(Raw records)

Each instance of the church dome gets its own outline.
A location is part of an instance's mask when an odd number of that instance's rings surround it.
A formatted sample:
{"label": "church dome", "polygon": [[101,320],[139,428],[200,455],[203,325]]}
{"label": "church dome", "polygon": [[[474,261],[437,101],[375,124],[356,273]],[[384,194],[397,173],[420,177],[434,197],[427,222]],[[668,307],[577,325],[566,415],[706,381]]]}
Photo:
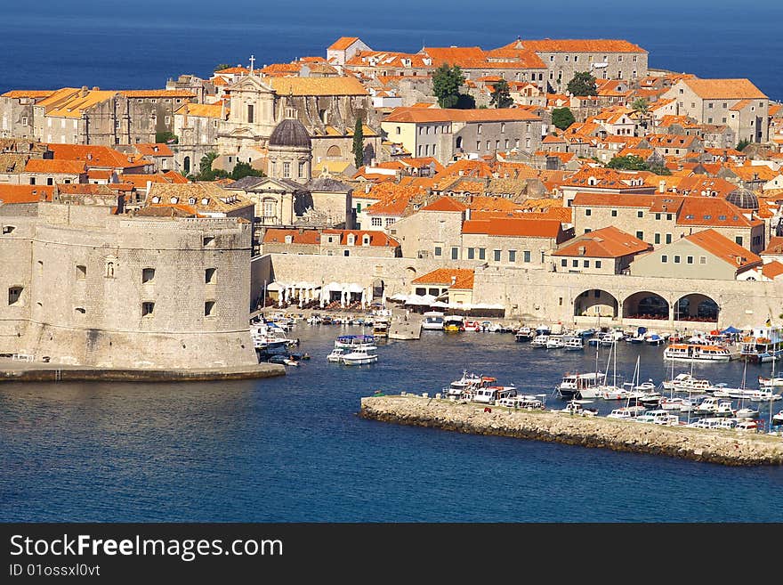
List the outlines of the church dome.
{"label": "church dome", "polygon": [[284,148],[311,148],[310,134],[299,120],[285,119],[272,130],[270,146]]}
{"label": "church dome", "polygon": [[733,203],[740,209],[758,209],[758,198],[749,189],[740,187],[726,196],[729,203]]}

WHAT TO PRODUCE:
Render every entry above as a Markdown table with the columns No. and Text, giving each line its own numbered row and skipping blank lines. Leave the pictures out.

ANSWER TO THIS EXERCISE:
| No. | Text |
|---|---|
| 1 | Each instance of the church dome gets its own outline. |
| 2 | A location is part of an instance's mask when an odd number of that instance's rings surround it. |
| 3 | A formatted sample: |
| 4 | {"label": "church dome", "polygon": [[101,320],[139,428],[200,455],[203,325]]} |
| 5 | {"label": "church dome", "polygon": [[[474,261],[437,101],[375,124],[356,273]],[[384,194],[397,173],[420,177],[434,197],[427,222]],[[668,307],[577,325],[566,415],[706,381]]]} |
| 6 | Photo: |
| 7 | List the outlines of the church dome. |
| 8 | {"label": "church dome", "polygon": [[284,148],[311,148],[310,134],[299,120],[285,119],[272,130],[270,146]]} |
| 9 | {"label": "church dome", "polygon": [[733,203],[740,209],[758,209],[758,198],[749,189],[740,187],[726,196],[729,203]]} |